• _Directions_
Please copy out every sentence in the letters on Garret Keizer's "Climate, Class, and Claptrap" that contains the name Keizer.

• _Excerpt provided_
——————

Power to the eco-people.
In his June Notebook, "Climate, Class, and Claptrap," Garret Keizer fails to recognize that environmentalism is a social-justice movement whose objectives, if achieved, would do more to abolish inequity than any other before it. Environmentalism is currently the biggest threat to capitalism and its need for unlimited economic growth and consumption. Since the 1960s, environmentalists have talked about the urgent need to make polluters pay for their crimes and to curb unsustainable growth by redistributing wealth. In fact, redistribution of wealth is a necessary condition for saving the earth. Combating global warming will bring about the social and economic reforms Keizer thinks the middle class and the rich are avoiding.
East Quogue, N.Y.
Garret Keizer engages in the increasingly popular game whereby the people's outrage about something--say, the vile conditions at Walter Reed hospital--is deemed unworthy in the face of a greater outrage--i.e., the vile conditions of the poor. This undermines any stab at reform, leading only to apathy. After all, why help anyone if everyone will not be helped?

——————

• _Dataset extract_
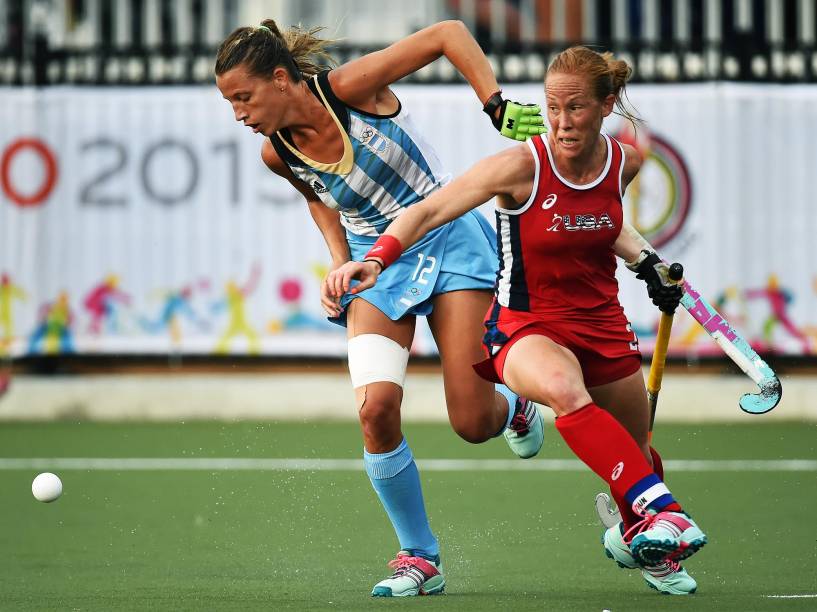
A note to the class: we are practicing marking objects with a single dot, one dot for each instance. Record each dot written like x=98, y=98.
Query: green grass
x=245, y=540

——————

• _Result of the task_
- In his June Notebook, "Climate, Class, and Claptrap," Garret Keizer fails to recognize that environmentalism is a social-justice movement whose objectives, if achieved, would do more to abolish inequity than any other before it.
- Combating global warming will bring about the social and economic reforms Keizer thinks the middle class and the rich are avoiding.
- Garret Keizer engages in the increasingly popular game whereby the people's outrage about something--say, the vile conditions at Walter Reed hospital--is deemed unworthy in the face of a greater outrage--i.e., the vile conditions of the poor.